Depois, Fernando Medina, percebe-se também que tem o apoio, não um apoio maioritário no interior do partido, mas que provavelmente seria o sucessor mais desejado pelo próprio António Costa. A forma como depois da derrota surpreendente em Lisboa acaba por ser repescado para o cargo de ministro das Finanças, acho que é bastante sintomática, mas acho que aí o próprio Fernando Medina não se tem ajudado a si próprio. Conseguiu evitar até agora problemas graves, mas a forma como tem conseguido evitar esses problemas tem sido muitas vezes, a meu ver, demasiadas vezes, invocar desconhecimento, invocar esquecimento, quer dizer, é algo que do ponto de vista, voltando ao que falávamos há pouco, do ponto de vista da imagem política que passa, aí acho que Pedro Nuno Santos, não obstante os seus erros de gestão, leva vantagem sobre o que tem sido a conduta de Fernando Medina.

E depois há outras possibilidades, Duarte Cordeiro, nomeadamente com os problemas que quer Pedro Nuno Santos, quer Medina têm tido, provavelmente vê subir as suas possibilidades, assim como outras figuras, e José Luís Carneiro também, até pela postura bastante sóbria que tem tido no meio de todos estes casos e todas estas situações, é natural também que seja um nome que seja crescentemente falado. Está muito em aberto.

Há favoritos à sucessão?
□ □ □ □ □
- Tarefa a fazer
Transcreva sem alterações o trecho do excerto sobre a sucessão de António Costa, começando em "E depois há" e seguindo até "muito em aberto.".

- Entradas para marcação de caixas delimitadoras
□ □ □ □ □
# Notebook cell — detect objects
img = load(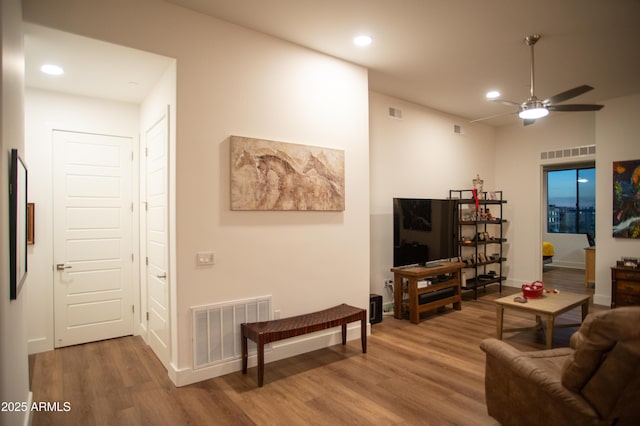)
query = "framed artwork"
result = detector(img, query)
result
[230,136,344,211]
[613,160,640,238]
[27,203,36,245]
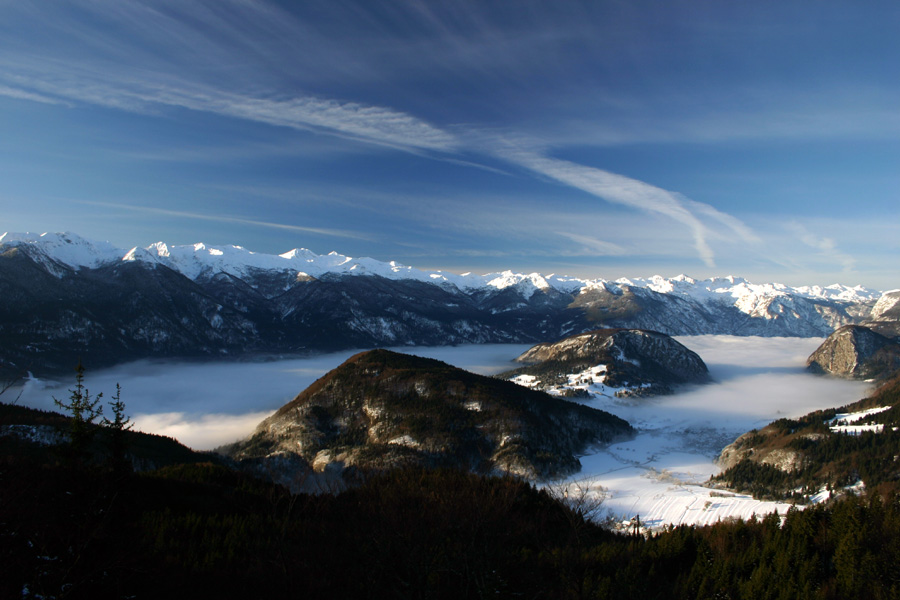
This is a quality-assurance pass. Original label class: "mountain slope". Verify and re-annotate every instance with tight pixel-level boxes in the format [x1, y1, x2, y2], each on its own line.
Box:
[713, 377, 900, 501]
[499, 329, 709, 396]
[0, 234, 890, 373]
[806, 290, 900, 379]
[229, 350, 632, 478]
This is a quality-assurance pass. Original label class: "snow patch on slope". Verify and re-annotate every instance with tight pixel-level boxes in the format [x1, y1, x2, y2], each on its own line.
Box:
[0, 233, 892, 304]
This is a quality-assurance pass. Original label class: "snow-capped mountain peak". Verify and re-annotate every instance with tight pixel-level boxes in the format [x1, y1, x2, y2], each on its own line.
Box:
[0, 233, 881, 314]
[0, 232, 125, 270]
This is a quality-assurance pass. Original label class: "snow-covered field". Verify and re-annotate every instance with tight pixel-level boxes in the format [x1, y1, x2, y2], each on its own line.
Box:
[15, 336, 868, 527]
[556, 336, 869, 529]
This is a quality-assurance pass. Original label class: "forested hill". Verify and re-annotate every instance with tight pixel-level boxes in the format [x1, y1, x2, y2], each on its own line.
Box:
[0, 457, 900, 600]
[714, 375, 900, 501]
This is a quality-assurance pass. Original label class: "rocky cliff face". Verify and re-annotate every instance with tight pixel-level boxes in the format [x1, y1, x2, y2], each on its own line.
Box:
[501, 329, 709, 396]
[806, 290, 900, 379]
[228, 350, 632, 479]
[806, 325, 900, 379]
[0, 234, 884, 374]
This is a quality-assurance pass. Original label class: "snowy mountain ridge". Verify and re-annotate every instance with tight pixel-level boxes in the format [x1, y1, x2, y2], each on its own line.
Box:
[0, 232, 882, 302]
[0, 233, 884, 372]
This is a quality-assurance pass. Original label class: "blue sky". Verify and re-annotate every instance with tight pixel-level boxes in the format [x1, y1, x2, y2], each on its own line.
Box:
[0, 0, 900, 289]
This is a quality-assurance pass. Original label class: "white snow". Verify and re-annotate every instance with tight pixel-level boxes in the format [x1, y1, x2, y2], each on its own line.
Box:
[828, 406, 891, 435]
[10, 336, 869, 528]
[0, 233, 884, 308]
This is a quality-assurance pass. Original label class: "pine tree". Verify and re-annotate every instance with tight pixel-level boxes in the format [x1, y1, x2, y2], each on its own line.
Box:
[53, 361, 103, 462]
[101, 383, 134, 473]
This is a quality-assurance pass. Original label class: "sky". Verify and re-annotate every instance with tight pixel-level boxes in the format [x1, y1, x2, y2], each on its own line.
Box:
[0, 0, 900, 290]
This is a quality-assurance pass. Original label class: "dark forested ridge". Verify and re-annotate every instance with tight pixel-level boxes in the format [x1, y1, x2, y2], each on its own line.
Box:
[0, 236, 875, 374]
[0, 455, 900, 600]
[228, 350, 634, 480]
[713, 376, 900, 501]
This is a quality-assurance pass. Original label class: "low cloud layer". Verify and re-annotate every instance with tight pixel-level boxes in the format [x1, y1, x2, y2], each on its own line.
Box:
□ □ □ □ □
- Resolução completa
E depois há outras possibilidades, Duarte Cordeiro, nomeadamente com os problemas que quer Pedro Nuno Santos, quer Medina têm tido, provavelmente vê subir as suas possibilidades, assim como outras figuras, e José Luís Carneiro também, até pela postura bastante sóbria que tem tido no meio de todos estes casos e todas estas situações, é natural também que seja um nome que seja crescentemente falado. Está muito em aberto.